**Trecho fornecido**
Embora a demanda tenha por objeto principal o esclarecimento do direito, a fim de que se defira, ou não, o pedido do demandante (autor), nem sempre importa um litígio, desde que a questão suscitada na petição inicial, a que lhe serve de base, não seja impugnada pela parte adversa, dita propriamente demandado, quando se opõe às pretensões do autor.

O litígio caracteriza a demanda quando surge a discussão entre autor e réu em torno da relação jurídica violada ou ameaçada, que a motiva.

Neste caso, há demanda litigiosa e não litigiosa (sic), ocorrendo a segunda espécie, quando o réu é revel, por não comparecer à citação, ou, se comparecer por não se insurgir contra as pretensões do autor, para litigar, como também é de seu direito. E será também litigiosa, se qualquer outra pessoa, exibindo direito certo, venha opor-se às pretensões do demandante, pela oposição ou por qualquer outra intervenção, que lhe seja assegurada por lei. Assim, também, se formará litígio, pois que este nasce de qualquer discussão acerca do fato da coisa trazida a juízo. (SILVA, 2010, p. 246, grifo do autor).

Lide é a demanda ajuizada, quando a pretensão do demandante é resistida pelo demandado (pela contestação, por exemplo) ou por terceiro, nos casos previstos em lei. Destarte, litigar (discutir, disputar ou lutar por um direito) é mais que demandar, que significa, de forma simples, pedir o que se julga de direito.

4  DISTINÇÃO E RELAÇÃO ENTRE DEMANDA, AÇÃO E DIREITO DE AÇÃO

Apesar de haver distinção até mesmo ontológica, é evidente a proximidade dos conceitos de ação, direito de ação e demanda.

Direito de ação é o direito constitucional de provocar a jurisdição, trata-se de uma situação jurídica em que o titular possui o direito abstrato à prestação jurisdicional, o qual é, portanto, exercido contra o Estado-juiz.

Humberto Theodoro Júnior enfatiza o “aspecto bifrontal do direito de ação”, segundo o qual exerce a ação “não apenas o autor, mas igualmente o réu, ao se opor à pretensão do primeiro e postular do Estado um provimento contrário ao procurado por parte daquele que propôs a causa, isto é, a declaração de ausência do direito subjetivo invocado pelo autor.” (THEODORO JÚNIOR, 2011, p. 68).

Por sua vez, ação [8] é o ato jurídico consistente no efetivo exercício do direito de ação, sendo, pois, concreto. É o poder que, ao longo de todo o devido processo, as partes (demandante ou demandado) possuem de praticar atos processuais (tais como o de dar início à atividade jurisdicional, o de recorrer, o de produzir provas), visando, ao final, ao julgamento favorável do mérito, amparado pela coisa julgada material.

Demanda (na acepção demanda-ato) é o ato jurídico exclusivo do demandante, consistente no exercício do direito de ação, quando do impulso inicial da atividade jurisdicional, por intermédio da petição inicial. Por conseguinte, demanda-ato é uma das possíveis manifestações do poder de ação, é uma ação exclusiva do demandante [9].

Ademais, a demanda é o ato que normalmente veicula o objeto litigioso e, portanto, define o objeto do ato final do procedimento.

**Exercício**
As afirmações seguintes estão de acordo com o trecho sobre demanda e ação? Responda sim ou não a cada uma e cite as palavras do trecho que decidem a resposta.
1. O direito de ação é exercido contra o Estado-juiz.
2. A demanda-ato pode ser praticada tanto pelo demandante quanto pelo demandado.
3. Segundo o trecho, demandar é mais que litigar.

**Extrato de dados**
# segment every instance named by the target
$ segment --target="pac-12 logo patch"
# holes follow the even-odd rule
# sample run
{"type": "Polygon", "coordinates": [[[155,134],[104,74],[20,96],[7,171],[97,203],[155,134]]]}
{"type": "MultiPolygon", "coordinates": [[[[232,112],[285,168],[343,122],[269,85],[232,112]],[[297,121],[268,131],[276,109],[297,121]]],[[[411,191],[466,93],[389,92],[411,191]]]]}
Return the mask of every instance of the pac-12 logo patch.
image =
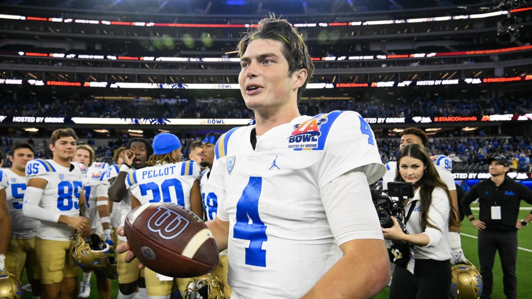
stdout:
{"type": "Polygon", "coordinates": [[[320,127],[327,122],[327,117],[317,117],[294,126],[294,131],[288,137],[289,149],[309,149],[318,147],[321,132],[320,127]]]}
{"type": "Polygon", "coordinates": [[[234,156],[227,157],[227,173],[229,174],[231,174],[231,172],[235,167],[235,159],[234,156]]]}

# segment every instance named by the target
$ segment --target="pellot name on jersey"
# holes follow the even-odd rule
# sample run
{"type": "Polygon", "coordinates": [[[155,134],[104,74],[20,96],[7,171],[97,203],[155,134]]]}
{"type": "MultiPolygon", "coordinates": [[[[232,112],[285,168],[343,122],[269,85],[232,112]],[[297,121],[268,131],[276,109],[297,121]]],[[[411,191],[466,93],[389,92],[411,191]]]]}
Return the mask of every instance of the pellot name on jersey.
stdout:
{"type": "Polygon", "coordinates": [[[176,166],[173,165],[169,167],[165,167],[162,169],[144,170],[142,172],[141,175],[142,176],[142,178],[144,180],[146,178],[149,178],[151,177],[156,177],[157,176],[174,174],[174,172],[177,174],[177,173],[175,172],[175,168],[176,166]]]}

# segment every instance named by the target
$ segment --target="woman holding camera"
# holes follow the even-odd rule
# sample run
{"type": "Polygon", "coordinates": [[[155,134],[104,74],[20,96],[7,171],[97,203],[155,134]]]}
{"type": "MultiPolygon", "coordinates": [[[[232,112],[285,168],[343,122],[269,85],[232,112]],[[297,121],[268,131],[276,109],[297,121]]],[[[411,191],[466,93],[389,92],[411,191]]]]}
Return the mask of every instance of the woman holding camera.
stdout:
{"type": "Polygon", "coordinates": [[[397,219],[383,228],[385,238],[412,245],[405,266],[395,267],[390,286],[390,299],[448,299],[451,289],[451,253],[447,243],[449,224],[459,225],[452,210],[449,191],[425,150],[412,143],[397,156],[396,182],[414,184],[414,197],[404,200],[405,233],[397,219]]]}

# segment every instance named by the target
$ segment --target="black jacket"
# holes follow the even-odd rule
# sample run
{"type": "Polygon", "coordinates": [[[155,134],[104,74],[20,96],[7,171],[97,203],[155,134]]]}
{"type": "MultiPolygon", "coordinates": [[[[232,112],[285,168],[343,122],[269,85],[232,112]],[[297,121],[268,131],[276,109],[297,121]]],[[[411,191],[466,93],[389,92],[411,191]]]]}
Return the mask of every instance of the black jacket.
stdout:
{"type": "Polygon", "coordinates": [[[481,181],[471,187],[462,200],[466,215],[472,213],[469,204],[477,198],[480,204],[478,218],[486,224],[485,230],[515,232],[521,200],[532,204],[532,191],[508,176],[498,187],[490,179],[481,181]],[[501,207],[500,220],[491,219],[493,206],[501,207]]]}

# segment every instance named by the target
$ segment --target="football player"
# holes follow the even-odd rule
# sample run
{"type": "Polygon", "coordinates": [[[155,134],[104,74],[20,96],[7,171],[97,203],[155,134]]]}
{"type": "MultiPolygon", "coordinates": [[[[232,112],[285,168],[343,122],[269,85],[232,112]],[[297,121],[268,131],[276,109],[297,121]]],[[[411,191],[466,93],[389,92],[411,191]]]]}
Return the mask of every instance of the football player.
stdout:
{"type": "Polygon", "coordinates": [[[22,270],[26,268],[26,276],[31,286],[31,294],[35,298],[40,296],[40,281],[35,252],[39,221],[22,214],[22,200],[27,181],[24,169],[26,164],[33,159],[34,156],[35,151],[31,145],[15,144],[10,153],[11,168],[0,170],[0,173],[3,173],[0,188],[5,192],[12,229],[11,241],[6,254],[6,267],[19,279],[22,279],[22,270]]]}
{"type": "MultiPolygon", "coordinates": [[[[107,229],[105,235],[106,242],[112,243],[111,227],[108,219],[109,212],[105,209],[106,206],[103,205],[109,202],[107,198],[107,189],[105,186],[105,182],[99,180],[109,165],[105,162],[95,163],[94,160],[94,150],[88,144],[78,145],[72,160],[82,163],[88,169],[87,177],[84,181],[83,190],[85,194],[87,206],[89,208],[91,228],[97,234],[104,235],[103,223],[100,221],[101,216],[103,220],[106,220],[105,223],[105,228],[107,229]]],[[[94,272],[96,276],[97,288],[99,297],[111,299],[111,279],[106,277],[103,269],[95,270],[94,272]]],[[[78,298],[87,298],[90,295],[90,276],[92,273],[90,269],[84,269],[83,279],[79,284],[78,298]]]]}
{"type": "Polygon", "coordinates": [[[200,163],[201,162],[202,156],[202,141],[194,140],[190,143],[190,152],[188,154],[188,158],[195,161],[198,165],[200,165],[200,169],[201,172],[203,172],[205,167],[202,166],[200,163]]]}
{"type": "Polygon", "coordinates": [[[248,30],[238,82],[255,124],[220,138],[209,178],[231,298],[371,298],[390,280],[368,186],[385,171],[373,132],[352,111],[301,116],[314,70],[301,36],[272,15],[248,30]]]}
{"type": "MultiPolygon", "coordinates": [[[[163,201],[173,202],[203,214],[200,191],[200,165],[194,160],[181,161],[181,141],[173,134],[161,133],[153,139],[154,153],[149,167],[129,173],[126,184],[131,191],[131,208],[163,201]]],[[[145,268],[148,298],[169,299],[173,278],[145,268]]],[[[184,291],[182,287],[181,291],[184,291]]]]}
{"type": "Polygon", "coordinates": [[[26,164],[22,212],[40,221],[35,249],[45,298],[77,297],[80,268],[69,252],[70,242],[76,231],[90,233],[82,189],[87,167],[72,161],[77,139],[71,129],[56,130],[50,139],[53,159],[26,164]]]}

**Resposta**
1. Sim: “o qual é, portanto, exercido contra o Estado-juiz”.
2. Não: “é o ato jurídico exclusivo do demandante”.
3. Não: “litigar (discutir, disputar ou lutar por um direito) é mais que demandar”.